*** Entries supplied ***
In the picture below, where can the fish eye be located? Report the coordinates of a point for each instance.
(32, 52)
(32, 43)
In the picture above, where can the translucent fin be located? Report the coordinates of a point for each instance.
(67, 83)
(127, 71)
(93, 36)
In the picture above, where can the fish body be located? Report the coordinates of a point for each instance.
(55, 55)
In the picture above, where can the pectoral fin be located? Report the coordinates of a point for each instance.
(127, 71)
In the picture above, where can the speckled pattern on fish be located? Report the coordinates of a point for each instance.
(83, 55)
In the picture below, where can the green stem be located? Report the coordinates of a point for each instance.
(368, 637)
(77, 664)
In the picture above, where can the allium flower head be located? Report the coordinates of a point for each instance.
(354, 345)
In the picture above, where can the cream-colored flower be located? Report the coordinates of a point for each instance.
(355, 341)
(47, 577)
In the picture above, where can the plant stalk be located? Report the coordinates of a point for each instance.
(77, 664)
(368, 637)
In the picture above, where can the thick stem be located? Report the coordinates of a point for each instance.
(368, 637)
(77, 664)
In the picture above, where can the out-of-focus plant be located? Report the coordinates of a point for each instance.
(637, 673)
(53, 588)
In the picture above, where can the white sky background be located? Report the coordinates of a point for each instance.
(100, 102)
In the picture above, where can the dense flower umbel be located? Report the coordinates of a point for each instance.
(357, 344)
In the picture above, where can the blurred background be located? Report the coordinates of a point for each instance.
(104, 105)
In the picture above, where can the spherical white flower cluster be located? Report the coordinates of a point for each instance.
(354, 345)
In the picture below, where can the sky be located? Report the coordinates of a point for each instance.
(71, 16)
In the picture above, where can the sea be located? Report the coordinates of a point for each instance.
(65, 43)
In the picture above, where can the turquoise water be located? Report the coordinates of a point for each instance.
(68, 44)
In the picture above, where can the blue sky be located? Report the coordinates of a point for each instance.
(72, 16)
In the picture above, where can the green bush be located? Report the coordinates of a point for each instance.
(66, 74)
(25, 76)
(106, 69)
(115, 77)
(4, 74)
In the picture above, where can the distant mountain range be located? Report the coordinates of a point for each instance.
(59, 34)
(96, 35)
*** End of Entries supplied ***
> _What is needed_: The required output is the exact run of lines from the one with "In the picture above, where can the blurred" through the final line of the entries.

> _Response area_:
In the picture above, where can the blurred background be located? Report the coordinates of a point for each instance.
(104, 105)
In the picture above, where can the spherical white flower cluster be located? Report the coordinates of a point for each instance.
(354, 345)
In the picture below, where can the sky be located? Report the coordinates of a point for each instance.
(71, 16)
In the picture above, where can the sea be located? Report the coordinates of a point for each instance.
(65, 43)
In the picture above, where can the turquoise water be located? Report the coordinates of a point for each instance.
(68, 44)
In the picture above, where can the blue sky be located? Report the coordinates of a point for each instance.
(72, 16)
In the picture above, where can the green bush be located? Report the coordinates of a point for each instance.
(66, 74)
(25, 76)
(106, 69)
(115, 77)
(4, 74)
In the picture above, where can the distant mountain range be located? Report the coordinates of a point for each instance.
(59, 34)
(96, 35)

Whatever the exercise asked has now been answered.